AIM OF THE EXERCISE.
Reproduce the lines in the records word for word, starting with the line that contains "Your objective is to locate every instance of green" and continuing through the line that contains "[328,139,420,216]", with both included.

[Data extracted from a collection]

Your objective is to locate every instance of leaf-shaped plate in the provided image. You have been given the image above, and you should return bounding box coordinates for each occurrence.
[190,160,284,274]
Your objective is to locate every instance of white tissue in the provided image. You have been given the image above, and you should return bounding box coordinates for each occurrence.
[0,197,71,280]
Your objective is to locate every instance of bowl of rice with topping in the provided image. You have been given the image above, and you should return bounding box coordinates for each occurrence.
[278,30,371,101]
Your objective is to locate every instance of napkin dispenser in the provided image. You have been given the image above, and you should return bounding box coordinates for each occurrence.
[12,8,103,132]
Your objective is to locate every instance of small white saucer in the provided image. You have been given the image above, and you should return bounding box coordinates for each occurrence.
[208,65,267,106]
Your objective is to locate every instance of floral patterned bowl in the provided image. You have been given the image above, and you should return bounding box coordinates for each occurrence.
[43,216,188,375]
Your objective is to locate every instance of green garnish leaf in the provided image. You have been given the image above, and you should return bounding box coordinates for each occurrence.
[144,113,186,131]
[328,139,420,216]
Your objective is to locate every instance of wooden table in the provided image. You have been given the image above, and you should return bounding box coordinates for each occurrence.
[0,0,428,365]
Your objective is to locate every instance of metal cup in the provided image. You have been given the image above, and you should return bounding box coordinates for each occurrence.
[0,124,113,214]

CORRECT RESULT.
Your objective is to locate every instance of green garnish leaf in the provided image. You have been given the image above, and you should return bounding box coordinates for each occurrence.
[144,113,186,131]
[328,139,420,216]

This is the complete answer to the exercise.